*Text segment*:
Home News Con-U Bleeding Red Ink

Con-U Bleeding Red Ink

By Archives September 9, 2008

Concordia will be making serious cuts to programs and hiring over the next two years, according to vice provost David Graham.
Concordia administrators are predicting a deficit of approximately $10 million next year, after losing $4 million this year.
Graham confirmed that students would not be excluded from the cuts, and that graduate students might feel the brunt, including cuts to teaching and research assistants, but just how deep those cuts will be is still up in the air.
“It’s too early to tell what exactly is going to be in dollar terms,” said Graham.
In 2006, the provincial government changed the funding formula for university programs, leading to a more than $11 million drop in Concordia’s revenues.
However, as Graham is quick to note, the drop in revenues only exacerbated an already existing problem.
According to university administrators, Concordia’s operating costs are currently rising at between 3.5 and four per cent per year – more than twice the rate of increase in government funding.
This shortfall has created a structural deficit of approximately $6 million, which the university must readdress each year.
At the same time, the university’s budget is facing calls from its unions for higher wages and from students for reduced fees.
According to CUPFA VP grievances Richard Bisaillon, the university would be wrong to blame its financial woes on its workers.

*Input data*:

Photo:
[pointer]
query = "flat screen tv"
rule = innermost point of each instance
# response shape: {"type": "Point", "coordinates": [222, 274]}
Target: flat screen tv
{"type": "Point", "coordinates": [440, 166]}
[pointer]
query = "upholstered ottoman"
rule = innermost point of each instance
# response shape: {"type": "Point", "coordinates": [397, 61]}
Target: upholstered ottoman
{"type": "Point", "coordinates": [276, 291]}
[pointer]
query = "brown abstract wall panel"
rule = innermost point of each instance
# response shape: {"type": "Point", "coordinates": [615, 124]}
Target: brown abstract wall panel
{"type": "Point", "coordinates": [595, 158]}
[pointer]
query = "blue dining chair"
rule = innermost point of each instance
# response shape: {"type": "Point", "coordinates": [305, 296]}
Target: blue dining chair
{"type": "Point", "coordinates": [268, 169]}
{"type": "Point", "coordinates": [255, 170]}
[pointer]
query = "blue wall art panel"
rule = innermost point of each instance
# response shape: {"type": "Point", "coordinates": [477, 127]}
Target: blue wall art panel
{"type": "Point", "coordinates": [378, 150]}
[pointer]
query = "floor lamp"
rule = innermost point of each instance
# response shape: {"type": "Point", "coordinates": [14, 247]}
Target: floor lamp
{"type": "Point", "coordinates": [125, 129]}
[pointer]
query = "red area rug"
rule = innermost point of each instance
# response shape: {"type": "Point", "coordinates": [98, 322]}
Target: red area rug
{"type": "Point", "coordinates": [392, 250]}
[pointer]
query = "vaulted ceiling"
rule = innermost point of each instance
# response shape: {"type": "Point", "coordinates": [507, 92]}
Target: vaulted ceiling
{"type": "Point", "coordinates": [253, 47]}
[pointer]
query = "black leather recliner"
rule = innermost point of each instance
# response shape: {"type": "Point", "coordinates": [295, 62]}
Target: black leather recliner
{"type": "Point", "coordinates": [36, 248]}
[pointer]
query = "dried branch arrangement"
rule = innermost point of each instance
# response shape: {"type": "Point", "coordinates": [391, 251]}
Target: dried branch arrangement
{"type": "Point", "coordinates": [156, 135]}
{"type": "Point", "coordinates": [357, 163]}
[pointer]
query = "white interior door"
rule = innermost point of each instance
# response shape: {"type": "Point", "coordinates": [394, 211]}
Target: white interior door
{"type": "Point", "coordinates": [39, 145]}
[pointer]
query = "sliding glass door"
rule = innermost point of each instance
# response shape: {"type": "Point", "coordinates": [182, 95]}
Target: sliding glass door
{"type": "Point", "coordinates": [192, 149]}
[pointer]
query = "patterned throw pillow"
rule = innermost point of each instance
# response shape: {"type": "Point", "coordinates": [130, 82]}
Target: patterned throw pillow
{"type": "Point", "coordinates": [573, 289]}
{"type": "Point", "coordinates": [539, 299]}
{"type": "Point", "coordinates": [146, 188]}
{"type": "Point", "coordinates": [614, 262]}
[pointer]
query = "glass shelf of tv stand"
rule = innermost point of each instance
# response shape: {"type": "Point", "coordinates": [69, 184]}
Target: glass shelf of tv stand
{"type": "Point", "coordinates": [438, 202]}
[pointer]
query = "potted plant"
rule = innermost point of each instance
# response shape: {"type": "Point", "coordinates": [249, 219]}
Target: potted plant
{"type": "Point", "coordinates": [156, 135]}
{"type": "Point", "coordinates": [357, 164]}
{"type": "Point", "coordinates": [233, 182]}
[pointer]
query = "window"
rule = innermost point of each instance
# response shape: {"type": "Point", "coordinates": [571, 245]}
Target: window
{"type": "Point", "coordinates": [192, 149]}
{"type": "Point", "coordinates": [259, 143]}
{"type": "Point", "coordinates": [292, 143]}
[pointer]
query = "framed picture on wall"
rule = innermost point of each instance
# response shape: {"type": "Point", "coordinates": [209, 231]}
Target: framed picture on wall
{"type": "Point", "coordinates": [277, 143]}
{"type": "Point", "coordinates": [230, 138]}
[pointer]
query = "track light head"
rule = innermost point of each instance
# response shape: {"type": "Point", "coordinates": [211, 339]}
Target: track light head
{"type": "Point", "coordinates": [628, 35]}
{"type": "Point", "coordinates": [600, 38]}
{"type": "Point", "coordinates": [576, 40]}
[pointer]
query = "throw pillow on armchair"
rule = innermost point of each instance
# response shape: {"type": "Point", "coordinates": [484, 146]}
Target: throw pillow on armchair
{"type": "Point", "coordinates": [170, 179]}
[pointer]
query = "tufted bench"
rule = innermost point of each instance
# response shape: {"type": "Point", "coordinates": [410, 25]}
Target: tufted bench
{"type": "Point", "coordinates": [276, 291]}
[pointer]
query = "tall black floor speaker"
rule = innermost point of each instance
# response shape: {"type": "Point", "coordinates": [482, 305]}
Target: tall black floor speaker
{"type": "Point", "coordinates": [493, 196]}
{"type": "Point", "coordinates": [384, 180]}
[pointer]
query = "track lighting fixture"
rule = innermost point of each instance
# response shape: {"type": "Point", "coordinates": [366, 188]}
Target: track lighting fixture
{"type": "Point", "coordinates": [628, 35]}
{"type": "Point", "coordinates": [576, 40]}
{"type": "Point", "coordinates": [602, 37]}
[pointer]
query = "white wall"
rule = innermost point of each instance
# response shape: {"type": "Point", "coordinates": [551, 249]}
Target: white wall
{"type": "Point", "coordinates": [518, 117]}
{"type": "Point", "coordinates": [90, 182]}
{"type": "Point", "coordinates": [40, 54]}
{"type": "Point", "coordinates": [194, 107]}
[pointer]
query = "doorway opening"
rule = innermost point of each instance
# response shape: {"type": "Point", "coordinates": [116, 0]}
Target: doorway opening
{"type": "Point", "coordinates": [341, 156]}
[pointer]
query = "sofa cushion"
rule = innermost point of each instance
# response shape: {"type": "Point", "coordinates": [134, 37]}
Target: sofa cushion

*Parts of the exercise*:
**1.** In the article on Concordia's deficit, by how much did the provincial government's 2006 change to the funding formula reduce Concordia's revenues?
**2.** Do these statements agree with the article on Concordia's deficit? Answer yes or no for each and quote the words that decide it.
(a) Concordia lost $4 million this year.
(b) Graham said students would be spared from the cuts.
(c) Concordia's operating costs are rising at about the same rate as government funding.
**3.** Continue the article on Concordia's deficit, picking up after its final sentence.

*Responses for each task*:
**1.** By more than $11 million.

**2.**
(a) Yes: "after losing $4 million this year"
(b) No: "students would not be excluded from the cuts"
(c) No: "more than twice the rate of increase in government funding"

**3.**
“How the university can blame (us) when year after year it’s paying one million dollars in severance agreements to departing administrators, I don’t know.”
Bisaillon also noted that Concordia’s unions have already made significant sacrifices in favour of the university’s bottom line.
“After six, now almost seven years without a contract, we’ve already been patient with the university on this issue,” he added.
Concordia’s student union representatives could not be reached for comment, but Graham noted that low tuition in particular was one of the factors inhibiting Concordia’s growth.
“If Concordia students paid the average Ontario university tuition,” he said, “We’d have another $70 million to use. Now, we don’t need all $70 million, but . . . even a quarter of that would solve our financial difficulties for the near future,” said Graham.
“This isn’t my problem, or the university’s problem,” he said. “This is our problem, and students are going to have to take some ownership of this issue if we’re all going to get through it.”